▸ **What the task requires**: Go over the entries and report the lines where the word "cardboard" occurs.

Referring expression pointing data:
___

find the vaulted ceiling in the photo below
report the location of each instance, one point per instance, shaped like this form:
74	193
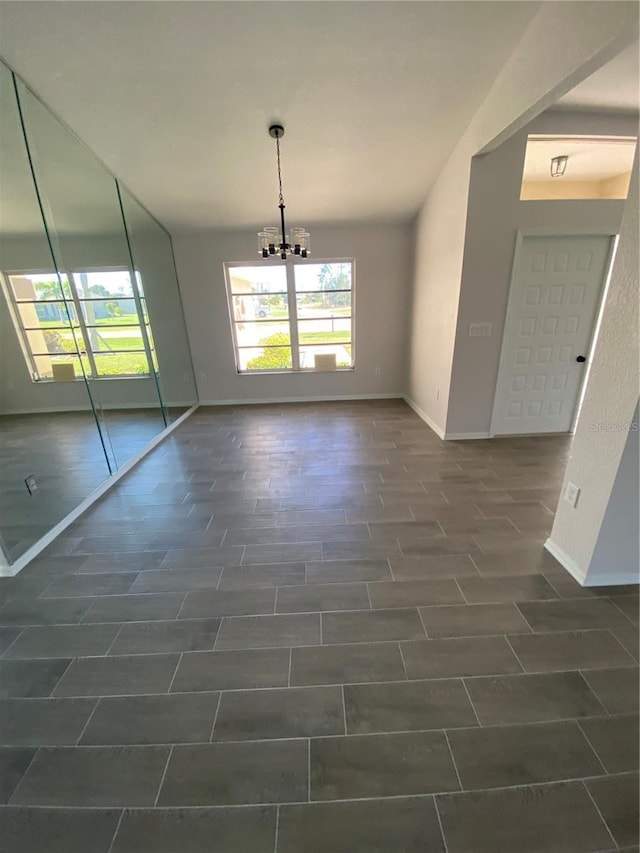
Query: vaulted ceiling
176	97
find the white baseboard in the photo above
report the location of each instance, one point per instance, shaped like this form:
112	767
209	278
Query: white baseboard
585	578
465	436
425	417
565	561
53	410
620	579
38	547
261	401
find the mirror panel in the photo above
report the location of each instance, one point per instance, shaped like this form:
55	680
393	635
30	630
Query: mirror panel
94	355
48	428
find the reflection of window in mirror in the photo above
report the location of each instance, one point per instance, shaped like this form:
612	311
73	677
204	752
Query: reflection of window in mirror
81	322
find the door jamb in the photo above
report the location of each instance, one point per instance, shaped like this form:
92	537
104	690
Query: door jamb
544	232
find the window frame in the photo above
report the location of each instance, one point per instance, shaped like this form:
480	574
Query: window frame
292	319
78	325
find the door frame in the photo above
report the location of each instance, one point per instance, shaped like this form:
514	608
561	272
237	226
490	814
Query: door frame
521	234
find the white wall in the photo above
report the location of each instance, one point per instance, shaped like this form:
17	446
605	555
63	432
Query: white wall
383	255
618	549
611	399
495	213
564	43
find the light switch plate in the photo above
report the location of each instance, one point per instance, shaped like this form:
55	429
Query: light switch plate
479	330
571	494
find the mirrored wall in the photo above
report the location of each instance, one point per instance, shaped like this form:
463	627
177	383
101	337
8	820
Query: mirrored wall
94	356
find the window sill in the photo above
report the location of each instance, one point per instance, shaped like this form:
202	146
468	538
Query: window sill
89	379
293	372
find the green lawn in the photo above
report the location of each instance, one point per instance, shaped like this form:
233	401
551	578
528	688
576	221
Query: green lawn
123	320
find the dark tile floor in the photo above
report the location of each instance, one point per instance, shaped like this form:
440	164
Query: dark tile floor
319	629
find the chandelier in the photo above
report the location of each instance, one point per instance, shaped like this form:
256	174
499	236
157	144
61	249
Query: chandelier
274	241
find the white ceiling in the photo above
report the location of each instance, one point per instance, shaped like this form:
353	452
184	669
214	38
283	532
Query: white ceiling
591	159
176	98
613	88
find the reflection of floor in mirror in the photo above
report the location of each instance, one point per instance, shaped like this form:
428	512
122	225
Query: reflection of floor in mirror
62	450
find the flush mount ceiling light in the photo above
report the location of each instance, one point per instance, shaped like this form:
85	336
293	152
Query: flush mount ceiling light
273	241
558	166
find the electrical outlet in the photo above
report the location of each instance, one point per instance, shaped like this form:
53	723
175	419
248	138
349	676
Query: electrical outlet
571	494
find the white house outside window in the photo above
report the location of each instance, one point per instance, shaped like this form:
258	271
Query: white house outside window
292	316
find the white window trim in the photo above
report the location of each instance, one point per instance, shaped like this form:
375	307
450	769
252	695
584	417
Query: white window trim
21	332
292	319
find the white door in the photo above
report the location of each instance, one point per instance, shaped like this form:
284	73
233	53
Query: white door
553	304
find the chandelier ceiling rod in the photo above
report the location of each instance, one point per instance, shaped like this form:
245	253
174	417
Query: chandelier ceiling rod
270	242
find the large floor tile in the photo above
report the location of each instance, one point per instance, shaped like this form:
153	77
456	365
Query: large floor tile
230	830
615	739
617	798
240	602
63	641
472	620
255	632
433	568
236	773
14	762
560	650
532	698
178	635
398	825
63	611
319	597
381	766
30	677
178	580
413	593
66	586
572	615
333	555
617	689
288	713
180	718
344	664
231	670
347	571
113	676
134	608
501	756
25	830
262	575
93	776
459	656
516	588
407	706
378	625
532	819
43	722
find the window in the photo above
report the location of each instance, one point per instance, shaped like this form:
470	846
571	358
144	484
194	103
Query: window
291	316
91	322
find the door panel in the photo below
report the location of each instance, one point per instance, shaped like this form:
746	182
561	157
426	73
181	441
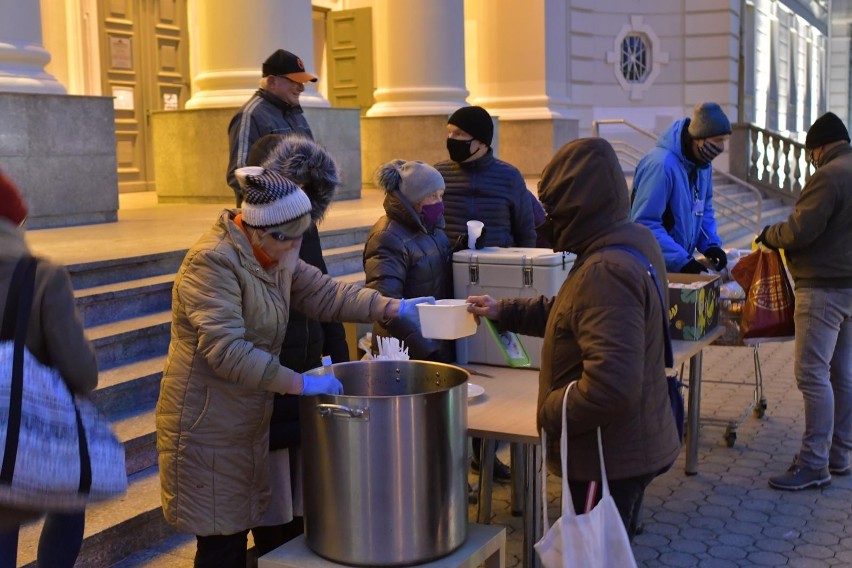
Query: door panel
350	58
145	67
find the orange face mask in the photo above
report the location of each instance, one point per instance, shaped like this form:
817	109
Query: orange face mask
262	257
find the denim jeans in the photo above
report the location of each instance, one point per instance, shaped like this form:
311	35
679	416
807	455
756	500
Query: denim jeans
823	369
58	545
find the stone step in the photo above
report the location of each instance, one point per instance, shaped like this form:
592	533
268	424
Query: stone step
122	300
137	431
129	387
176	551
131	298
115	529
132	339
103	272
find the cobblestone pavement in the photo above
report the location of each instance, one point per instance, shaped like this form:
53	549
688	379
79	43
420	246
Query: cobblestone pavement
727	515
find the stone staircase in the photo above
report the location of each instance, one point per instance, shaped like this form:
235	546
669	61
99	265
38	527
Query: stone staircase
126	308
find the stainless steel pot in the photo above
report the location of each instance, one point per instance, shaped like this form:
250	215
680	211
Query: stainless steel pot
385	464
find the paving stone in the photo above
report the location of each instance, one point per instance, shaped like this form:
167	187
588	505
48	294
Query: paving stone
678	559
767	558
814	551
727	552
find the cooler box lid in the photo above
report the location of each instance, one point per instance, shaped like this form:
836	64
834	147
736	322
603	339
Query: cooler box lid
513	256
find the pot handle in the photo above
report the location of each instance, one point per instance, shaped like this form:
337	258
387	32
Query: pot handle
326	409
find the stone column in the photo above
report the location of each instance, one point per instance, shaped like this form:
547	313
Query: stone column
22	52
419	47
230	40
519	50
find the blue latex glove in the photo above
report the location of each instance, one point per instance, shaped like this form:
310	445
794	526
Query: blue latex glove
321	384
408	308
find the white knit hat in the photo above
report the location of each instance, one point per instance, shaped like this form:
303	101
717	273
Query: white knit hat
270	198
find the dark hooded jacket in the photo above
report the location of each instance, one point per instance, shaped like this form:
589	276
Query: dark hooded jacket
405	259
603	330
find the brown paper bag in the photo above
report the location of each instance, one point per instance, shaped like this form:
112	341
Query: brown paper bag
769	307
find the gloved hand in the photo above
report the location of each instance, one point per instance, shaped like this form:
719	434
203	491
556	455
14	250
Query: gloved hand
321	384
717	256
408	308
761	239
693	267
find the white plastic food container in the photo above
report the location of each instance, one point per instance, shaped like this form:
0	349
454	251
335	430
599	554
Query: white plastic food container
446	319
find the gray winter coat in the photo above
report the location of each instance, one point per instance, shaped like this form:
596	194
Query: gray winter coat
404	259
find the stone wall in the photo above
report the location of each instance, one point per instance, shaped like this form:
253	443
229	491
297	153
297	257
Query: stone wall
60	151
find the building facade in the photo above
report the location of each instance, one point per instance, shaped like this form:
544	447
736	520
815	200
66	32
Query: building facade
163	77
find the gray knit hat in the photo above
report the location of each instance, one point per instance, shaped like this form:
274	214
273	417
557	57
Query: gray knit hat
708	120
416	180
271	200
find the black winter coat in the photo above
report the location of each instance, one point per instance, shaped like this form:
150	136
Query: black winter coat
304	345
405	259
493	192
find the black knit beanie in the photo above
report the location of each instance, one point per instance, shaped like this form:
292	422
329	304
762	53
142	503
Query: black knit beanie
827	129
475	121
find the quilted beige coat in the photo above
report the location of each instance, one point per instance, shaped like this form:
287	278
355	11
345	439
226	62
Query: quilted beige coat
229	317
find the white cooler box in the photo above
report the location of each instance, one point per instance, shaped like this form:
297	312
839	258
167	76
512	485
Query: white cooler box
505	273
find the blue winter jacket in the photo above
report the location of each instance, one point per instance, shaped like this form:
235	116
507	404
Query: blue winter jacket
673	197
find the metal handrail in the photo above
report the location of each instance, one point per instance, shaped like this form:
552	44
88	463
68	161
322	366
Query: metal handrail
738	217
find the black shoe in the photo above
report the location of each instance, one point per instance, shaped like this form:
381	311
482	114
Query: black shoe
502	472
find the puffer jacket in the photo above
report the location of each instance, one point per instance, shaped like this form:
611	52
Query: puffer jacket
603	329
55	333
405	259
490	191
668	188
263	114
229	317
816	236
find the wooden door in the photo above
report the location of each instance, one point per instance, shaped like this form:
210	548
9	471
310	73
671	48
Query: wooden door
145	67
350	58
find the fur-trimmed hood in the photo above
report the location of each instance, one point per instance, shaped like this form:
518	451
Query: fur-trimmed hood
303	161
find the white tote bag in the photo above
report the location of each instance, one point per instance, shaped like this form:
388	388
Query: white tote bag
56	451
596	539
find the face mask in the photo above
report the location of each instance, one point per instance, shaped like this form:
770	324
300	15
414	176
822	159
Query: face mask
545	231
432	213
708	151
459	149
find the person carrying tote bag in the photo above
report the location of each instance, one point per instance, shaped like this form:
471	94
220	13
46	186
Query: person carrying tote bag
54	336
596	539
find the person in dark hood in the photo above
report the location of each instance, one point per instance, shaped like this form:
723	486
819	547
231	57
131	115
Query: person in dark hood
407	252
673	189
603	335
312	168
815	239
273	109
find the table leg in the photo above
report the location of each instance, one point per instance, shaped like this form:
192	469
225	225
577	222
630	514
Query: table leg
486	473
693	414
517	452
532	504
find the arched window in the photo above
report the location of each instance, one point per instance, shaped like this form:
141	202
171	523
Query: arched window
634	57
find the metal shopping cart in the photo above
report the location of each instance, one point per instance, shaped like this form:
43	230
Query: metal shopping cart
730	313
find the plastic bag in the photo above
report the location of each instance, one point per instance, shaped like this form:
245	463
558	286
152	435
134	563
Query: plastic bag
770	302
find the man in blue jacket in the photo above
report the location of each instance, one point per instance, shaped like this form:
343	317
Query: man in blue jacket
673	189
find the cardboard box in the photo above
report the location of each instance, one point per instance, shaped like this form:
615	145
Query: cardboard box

___

▸ **Exercise output**:
find the cardboard box in the photo above
Query: cardboard box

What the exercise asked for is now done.